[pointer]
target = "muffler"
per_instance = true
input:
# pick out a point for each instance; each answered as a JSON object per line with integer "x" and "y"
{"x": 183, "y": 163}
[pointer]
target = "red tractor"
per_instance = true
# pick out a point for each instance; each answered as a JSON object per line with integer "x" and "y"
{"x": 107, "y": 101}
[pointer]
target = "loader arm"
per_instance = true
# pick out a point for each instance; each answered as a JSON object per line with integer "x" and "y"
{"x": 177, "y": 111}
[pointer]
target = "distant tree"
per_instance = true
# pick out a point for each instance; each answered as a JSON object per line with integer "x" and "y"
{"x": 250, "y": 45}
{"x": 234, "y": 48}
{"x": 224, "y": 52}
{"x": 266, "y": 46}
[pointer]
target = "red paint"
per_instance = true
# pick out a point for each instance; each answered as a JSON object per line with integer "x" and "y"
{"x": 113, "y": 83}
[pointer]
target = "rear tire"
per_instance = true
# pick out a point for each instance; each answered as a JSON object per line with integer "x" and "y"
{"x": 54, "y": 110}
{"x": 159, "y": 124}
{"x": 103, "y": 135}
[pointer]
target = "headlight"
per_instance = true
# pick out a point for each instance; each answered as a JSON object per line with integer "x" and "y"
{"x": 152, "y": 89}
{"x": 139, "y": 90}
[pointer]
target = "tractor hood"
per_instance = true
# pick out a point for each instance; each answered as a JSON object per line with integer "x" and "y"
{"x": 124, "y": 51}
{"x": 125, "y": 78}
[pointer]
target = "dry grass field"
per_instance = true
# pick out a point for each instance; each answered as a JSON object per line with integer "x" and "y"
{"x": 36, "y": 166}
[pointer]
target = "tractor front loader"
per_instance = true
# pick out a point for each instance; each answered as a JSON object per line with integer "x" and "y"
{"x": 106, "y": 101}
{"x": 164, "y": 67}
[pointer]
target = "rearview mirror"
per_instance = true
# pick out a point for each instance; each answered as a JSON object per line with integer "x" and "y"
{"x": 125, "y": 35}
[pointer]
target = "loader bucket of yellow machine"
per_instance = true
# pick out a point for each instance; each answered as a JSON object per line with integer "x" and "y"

▶ **Task to carry out**
Every line in the data above that contains "tractor" needs to be copied.

▶ **Written response**
target = "red tractor"
target = "tractor hood"
target = "tractor front loader"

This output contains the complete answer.